**GIVEN ENTRIES**.
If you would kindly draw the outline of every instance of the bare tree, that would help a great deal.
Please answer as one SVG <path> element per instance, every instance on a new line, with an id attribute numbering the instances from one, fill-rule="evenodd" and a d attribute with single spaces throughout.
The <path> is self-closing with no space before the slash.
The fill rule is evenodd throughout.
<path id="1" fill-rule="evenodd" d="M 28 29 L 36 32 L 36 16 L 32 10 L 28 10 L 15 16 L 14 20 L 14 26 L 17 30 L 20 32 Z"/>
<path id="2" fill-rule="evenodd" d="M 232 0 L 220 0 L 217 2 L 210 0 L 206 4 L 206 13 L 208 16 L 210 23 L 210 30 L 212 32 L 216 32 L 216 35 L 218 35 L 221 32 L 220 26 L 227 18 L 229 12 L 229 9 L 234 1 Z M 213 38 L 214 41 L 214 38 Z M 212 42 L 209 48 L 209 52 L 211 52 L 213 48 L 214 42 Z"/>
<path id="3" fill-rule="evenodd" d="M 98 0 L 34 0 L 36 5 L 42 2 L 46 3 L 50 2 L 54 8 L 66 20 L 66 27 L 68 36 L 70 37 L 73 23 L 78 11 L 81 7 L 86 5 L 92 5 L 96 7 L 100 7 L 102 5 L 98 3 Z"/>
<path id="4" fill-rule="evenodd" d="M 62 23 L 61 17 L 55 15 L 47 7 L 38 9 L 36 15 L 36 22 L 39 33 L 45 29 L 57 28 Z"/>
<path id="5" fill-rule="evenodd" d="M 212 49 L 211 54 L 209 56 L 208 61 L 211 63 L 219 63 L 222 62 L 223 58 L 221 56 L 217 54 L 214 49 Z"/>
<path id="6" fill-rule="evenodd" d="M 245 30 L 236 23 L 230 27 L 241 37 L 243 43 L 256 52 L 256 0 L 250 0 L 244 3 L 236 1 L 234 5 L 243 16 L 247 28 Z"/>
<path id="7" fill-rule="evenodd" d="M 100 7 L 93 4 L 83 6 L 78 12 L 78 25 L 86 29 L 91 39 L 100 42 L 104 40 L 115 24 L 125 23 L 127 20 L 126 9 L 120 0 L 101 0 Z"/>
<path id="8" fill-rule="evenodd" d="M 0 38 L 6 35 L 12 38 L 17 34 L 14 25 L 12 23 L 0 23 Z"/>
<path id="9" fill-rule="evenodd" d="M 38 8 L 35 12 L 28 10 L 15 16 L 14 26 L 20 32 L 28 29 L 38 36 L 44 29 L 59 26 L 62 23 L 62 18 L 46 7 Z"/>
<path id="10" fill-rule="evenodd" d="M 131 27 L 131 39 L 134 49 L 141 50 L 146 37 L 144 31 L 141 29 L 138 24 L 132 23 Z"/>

**EXERCISE OBJECTIVE**.
Take the lines above and print them exactly.

**RIGHT ANSWER**.
If you would kindly draw the outline of every instance of the bare tree, that would help a great deal.
Please answer as one SVG <path> element per instance, every instance on a new line, with an id attribute numbering the instances from one, fill-rule="evenodd" and a d attribute with single spaces throughout.
The <path> is self-closing with no space before the slash.
The fill rule is evenodd throughout.
<path id="1" fill-rule="evenodd" d="M 28 29 L 36 32 L 36 16 L 32 10 L 28 10 L 15 16 L 14 20 L 14 26 L 17 30 L 20 32 Z"/>
<path id="2" fill-rule="evenodd" d="M 232 0 L 220 0 L 217 2 L 210 0 L 206 4 L 206 13 L 208 16 L 210 23 L 210 30 L 212 32 L 216 32 L 216 35 L 218 35 L 221 32 L 220 26 L 227 18 L 229 12 L 229 9 L 234 1 Z M 213 38 L 214 41 L 214 38 Z M 212 42 L 209 48 L 209 52 L 211 52 L 213 48 L 214 42 Z"/>
<path id="3" fill-rule="evenodd" d="M 98 0 L 34 0 L 36 5 L 42 2 L 46 3 L 50 2 L 54 8 L 66 20 L 66 27 L 68 36 L 70 37 L 73 23 L 78 11 L 81 7 L 86 5 L 92 5 L 96 7 L 100 7 L 102 5 L 98 3 Z"/>
<path id="4" fill-rule="evenodd" d="M 62 23 L 61 17 L 55 15 L 47 7 L 38 9 L 36 15 L 36 22 L 39 33 L 45 29 L 57 28 Z"/>
<path id="5" fill-rule="evenodd" d="M 212 49 L 211 54 L 209 56 L 208 61 L 211 63 L 219 63 L 222 62 L 223 58 L 221 56 L 217 54 L 214 49 Z"/>
<path id="6" fill-rule="evenodd" d="M 245 30 L 236 23 L 230 27 L 241 37 L 243 43 L 256 52 L 256 0 L 250 0 L 244 3 L 236 1 L 234 5 L 243 16 L 247 28 Z"/>
<path id="7" fill-rule="evenodd" d="M 100 7 L 93 4 L 83 6 L 78 12 L 78 25 L 86 29 L 91 39 L 100 42 L 104 40 L 115 24 L 125 23 L 127 20 L 126 9 L 120 0 L 101 0 Z"/>
<path id="8" fill-rule="evenodd" d="M 0 38 L 6 35 L 12 38 L 17 34 L 14 25 L 12 23 L 0 23 Z"/>
<path id="9" fill-rule="evenodd" d="M 38 8 L 35 12 L 28 10 L 15 16 L 14 26 L 20 32 L 28 29 L 38 36 L 44 29 L 59 26 L 62 23 L 62 18 L 46 7 Z"/>
<path id="10" fill-rule="evenodd" d="M 131 27 L 131 39 L 134 49 L 141 50 L 146 37 L 144 31 L 141 29 L 138 24 L 132 23 Z"/>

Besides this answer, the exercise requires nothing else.